Sift through the material below and return the lines with "clicks".

» **SUPPLIED DATA**:
********

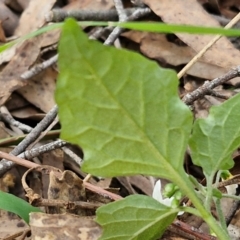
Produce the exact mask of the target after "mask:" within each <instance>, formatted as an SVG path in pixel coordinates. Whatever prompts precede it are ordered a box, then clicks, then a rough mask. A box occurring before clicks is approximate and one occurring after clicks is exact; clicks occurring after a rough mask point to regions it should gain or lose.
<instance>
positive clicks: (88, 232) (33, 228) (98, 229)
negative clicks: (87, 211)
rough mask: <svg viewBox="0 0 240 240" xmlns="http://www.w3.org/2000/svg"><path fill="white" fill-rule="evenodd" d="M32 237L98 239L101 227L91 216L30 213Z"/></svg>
mask: <svg viewBox="0 0 240 240" xmlns="http://www.w3.org/2000/svg"><path fill="white" fill-rule="evenodd" d="M30 226H31V230H32V239H33V240H34V239H35V240H36V239H68V240H76V239H80V240H97V239H99V238H100V236H101V227H100V226H99V225H98V224H97V223H96V222H95V221H94V219H93V218H91V217H79V216H74V215H71V214H61V215H60V214H51V215H49V214H45V213H30Z"/></svg>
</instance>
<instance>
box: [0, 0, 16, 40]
mask: <svg viewBox="0 0 240 240" xmlns="http://www.w3.org/2000/svg"><path fill="white" fill-rule="evenodd" d="M0 20H1V21H2V26H3V29H4V32H5V35H6V36H12V34H13V32H14V30H15V28H16V27H17V25H18V16H17V15H16V14H15V13H13V12H12V11H11V10H10V9H9V8H8V7H6V5H5V4H4V3H3V1H0Z"/></svg>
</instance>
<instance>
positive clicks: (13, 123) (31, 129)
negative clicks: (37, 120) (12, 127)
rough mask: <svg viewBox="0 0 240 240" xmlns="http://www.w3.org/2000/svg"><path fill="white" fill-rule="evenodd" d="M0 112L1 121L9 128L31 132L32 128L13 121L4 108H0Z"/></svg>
mask: <svg viewBox="0 0 240 240" xmlns="http://www.w3.org/2000/svg"><path fill="white" fill-rule="evenodd" d="M0 112H1V118H2V119H3V121H4V122H6V123H8V124H9V125H10V126H14V127H17V128H19V129H20V130H22V131H23V132H30V131H31V130H32V128H31V127H29V126H28V125H26V124H23V123H21V122H19V121H17V120H15V119H14V118H13V117H12V115H11V114H10V113H9V111H8V109H7V108H6V107H5V106H2V107H0Z"/></svg>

********

» **RESPONSE AREA**:
Produce the exact mask of the target after "mask:" within each <instance>, formatted as an SVG path in pixel coordinates. Whatever prompts precede it are ordered a box, then clicks, then a rough mask. A box occurring before clicks is approximate and one occurring after clicks is exact; clicks occurring after a rough mask point to regions it should gain or lose.
positive clicks: (88, 232) (33, 228) (98, 229)
negative clicks: (87, 211)
positive clicks: (13, 123) (31, 129)
negative clicks: (37, 120) (12, 127)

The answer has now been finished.